** BEGIN DOCUMENT SEGMENT **

Every week, we highlight some of our favorite releases in a handy list. Although we try to cover as much new music as possible, there are so many stellar releases to talk about. Consider this our genre-diverse guide to songs we have on repeat.
Rosalía - "Malamente"
Rosalía got a big bump with a feature on J Balvin’s new album Vibras, and she’s already seen the heat rise on this, her hushed flamenco follow-up single. “Malamente” is the re-telling of an eerie night of memories and resolve. The video is an equally lucid assemblage of visuals inspired by bullfighting and purple Semana Santa robes, though it’s best understood by letting go of the literal. –Caitlin Dononue
Los Wálters - "Calma"
Los Wálters’ new single “Calma” is dance floor zen with a somber twist that feels like fresh new territory for the Puerto Rican synth pop wizards. Released ahead of the band’s fourth studio album out later this month, “Calma” hints at themes of conflict and perseverance, a major departure from their usually whimsical songs about road tripping and puppy love. –Richard Villegas
Ferraz - "Incógnito"

** END DOCUMENT SEGMENT **
** BEGIN RAW DATA **

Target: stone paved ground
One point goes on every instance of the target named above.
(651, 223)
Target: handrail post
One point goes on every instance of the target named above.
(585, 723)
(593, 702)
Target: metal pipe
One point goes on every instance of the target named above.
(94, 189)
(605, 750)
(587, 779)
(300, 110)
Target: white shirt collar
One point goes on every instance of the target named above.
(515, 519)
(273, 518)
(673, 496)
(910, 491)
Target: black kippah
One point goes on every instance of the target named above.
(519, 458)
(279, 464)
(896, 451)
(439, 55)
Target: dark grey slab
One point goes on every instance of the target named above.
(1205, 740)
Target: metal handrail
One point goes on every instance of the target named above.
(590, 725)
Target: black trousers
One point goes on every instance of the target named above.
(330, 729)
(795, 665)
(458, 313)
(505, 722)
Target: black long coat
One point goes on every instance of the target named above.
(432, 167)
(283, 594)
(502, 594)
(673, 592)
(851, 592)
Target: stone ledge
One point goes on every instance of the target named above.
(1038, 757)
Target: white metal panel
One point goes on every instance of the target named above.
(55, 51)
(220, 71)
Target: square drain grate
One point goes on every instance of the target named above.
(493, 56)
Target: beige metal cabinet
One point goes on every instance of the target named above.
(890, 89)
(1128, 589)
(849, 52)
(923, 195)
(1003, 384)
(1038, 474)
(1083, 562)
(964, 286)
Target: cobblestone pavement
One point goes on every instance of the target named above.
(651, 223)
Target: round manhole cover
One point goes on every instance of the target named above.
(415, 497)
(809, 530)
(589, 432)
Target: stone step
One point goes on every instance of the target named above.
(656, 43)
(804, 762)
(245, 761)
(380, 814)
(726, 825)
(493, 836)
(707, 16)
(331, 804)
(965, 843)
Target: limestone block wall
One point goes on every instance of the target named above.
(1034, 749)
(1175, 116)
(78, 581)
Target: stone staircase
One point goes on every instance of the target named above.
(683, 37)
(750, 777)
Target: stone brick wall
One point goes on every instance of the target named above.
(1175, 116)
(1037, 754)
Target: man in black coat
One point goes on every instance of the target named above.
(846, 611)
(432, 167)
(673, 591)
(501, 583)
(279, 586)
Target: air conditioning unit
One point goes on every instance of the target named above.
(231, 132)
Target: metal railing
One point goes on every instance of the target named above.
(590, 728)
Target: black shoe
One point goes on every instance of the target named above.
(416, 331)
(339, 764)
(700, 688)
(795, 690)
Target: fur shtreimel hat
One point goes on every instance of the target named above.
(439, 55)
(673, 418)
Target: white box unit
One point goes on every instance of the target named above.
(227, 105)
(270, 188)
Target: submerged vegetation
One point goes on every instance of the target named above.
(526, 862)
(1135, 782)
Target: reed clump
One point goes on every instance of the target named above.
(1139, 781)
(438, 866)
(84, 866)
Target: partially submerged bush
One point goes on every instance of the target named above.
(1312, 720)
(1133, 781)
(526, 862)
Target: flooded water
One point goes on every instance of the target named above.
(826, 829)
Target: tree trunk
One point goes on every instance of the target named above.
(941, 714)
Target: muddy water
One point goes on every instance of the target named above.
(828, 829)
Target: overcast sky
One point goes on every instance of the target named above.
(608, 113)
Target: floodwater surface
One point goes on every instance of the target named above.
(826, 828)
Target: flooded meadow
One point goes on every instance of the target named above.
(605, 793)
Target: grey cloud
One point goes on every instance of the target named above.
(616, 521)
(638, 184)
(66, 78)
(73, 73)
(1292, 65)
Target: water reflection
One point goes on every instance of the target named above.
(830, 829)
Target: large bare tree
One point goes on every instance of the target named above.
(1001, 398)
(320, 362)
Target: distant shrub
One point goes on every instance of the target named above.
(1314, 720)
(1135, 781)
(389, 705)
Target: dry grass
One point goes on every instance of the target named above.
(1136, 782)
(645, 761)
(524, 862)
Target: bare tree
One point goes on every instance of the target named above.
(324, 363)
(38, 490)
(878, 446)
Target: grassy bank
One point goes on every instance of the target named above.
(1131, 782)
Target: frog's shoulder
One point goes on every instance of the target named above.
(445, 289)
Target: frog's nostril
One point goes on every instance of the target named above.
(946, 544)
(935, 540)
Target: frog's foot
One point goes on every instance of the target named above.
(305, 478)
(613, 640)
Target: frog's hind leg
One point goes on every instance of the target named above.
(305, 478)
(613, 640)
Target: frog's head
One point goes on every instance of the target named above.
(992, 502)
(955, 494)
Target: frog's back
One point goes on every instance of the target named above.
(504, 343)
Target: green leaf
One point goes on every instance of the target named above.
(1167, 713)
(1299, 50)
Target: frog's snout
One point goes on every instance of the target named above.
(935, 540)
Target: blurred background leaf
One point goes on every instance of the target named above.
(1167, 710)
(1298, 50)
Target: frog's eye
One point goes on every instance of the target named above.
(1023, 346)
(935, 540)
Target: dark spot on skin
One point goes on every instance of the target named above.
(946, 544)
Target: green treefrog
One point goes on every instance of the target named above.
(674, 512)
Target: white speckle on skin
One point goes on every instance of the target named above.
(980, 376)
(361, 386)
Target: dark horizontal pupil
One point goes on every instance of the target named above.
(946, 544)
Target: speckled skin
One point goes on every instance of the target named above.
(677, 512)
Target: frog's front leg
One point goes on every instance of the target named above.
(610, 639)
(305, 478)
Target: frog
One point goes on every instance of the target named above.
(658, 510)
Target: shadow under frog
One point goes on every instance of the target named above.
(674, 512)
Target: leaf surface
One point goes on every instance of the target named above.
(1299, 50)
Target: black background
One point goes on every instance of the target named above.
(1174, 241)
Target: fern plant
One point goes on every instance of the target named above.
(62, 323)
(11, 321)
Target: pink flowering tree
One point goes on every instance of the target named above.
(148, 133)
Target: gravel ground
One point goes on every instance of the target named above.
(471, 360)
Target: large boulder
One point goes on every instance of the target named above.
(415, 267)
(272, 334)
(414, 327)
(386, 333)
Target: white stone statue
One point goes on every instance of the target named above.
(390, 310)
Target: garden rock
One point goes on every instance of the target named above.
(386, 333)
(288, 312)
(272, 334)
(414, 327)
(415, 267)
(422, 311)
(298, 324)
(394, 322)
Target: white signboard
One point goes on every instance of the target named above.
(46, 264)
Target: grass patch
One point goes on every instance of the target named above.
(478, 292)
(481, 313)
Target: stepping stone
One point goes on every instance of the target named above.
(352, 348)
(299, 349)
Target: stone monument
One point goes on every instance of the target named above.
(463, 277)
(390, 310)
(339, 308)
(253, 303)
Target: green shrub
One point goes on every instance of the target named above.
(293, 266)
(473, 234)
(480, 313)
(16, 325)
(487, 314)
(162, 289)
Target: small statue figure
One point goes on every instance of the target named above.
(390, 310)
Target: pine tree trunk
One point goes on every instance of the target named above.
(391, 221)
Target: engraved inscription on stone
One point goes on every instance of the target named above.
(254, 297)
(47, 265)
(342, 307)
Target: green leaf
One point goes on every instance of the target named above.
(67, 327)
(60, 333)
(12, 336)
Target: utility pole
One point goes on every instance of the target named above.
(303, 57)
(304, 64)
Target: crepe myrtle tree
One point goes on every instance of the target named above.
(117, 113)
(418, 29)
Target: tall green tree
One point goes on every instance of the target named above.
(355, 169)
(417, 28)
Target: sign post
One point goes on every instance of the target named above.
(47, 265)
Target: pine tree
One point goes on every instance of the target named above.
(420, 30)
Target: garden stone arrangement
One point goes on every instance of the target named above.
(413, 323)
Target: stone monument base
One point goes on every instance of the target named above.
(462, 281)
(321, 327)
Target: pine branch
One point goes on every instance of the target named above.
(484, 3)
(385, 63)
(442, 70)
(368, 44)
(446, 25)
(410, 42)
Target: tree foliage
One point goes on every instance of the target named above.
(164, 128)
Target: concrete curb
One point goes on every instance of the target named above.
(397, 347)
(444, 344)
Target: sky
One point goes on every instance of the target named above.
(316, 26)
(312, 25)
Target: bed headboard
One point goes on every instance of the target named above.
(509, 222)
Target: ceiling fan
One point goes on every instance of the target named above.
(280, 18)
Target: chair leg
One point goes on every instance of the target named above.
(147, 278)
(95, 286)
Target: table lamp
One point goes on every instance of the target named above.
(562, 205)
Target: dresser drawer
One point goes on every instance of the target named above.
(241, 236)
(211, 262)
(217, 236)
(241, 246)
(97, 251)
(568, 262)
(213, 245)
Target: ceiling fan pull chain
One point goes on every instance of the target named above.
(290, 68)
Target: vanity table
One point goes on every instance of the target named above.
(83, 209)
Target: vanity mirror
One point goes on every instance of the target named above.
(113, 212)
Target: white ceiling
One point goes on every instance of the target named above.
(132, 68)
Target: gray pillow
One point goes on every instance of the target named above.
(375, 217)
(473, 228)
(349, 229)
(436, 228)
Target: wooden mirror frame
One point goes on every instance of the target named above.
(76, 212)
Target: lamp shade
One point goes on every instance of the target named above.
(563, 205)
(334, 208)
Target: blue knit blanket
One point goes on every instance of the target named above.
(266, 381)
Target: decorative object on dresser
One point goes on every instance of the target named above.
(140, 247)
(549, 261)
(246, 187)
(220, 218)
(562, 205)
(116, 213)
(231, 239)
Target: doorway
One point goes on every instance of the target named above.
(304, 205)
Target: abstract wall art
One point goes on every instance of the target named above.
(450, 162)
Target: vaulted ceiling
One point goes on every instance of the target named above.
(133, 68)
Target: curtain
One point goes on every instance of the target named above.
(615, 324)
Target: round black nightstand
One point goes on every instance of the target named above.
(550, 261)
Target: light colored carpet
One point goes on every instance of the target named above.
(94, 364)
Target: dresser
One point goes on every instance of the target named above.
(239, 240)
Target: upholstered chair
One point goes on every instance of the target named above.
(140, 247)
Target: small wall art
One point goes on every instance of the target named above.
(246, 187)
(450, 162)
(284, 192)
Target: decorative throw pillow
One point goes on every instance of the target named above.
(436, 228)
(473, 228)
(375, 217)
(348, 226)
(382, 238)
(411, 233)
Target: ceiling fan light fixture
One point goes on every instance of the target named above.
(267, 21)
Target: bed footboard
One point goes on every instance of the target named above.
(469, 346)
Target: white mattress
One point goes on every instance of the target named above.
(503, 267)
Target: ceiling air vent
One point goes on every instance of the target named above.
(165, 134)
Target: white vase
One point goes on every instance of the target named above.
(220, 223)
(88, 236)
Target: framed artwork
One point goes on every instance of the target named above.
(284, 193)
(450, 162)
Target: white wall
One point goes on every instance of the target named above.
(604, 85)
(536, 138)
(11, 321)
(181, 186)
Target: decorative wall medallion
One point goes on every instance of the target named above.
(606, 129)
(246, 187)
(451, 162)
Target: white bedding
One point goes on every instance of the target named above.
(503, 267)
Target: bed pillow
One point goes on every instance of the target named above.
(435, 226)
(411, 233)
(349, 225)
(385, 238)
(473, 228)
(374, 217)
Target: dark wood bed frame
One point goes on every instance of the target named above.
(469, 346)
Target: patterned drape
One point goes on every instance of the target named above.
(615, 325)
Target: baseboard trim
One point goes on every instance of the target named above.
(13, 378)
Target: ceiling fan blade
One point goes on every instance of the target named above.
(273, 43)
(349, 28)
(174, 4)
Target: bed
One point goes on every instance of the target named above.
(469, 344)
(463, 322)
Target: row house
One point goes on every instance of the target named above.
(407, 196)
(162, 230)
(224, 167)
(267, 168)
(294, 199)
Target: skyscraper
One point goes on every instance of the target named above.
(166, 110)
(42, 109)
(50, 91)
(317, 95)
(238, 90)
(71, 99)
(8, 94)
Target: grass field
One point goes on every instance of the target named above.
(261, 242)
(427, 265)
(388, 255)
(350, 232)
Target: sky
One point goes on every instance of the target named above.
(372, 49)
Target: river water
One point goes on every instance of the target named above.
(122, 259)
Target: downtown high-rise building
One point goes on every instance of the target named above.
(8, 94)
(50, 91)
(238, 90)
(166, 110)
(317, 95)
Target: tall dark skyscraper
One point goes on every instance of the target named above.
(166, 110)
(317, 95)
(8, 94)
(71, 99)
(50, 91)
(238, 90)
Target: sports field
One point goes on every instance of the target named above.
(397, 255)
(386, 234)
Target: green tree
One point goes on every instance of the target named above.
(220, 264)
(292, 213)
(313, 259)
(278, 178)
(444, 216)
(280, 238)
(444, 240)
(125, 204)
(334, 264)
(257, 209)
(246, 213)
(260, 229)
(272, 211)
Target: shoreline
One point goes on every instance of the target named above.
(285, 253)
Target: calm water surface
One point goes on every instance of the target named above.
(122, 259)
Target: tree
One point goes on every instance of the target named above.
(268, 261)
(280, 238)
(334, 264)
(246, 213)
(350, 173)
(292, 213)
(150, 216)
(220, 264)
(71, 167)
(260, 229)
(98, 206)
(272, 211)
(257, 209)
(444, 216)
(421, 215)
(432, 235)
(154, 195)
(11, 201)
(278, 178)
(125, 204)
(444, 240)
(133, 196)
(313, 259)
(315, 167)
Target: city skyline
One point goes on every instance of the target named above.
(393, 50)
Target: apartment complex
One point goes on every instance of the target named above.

** END RAW DATA **

TASK INSTRUCTIONS:
a) Answer these questions about the music roundup:
(i) Whose new album did Rosalía appear on?
(ii) What inspired the visuals in the "Malamente" video?
(iii) Which of Los Wálters' studio albums comes out later this month?
b) Swap "stellar" for "great" and write out the music roundup from "Every week, we" up to and including "have on repeat.".

SOLVED PROBLEMS:
a)
(i) J Balvin's album Vibras.
(ii) Bullfighting and purple Semana Santa robes.
(iii) Their fourth studio album.

b)
Every week, we highlight some of our favorite releases in a handy list. Although we try to cover as much new music as possible, there are so many great releases to talk about. Consider this our genre-diverse guide to songs we have on repeat.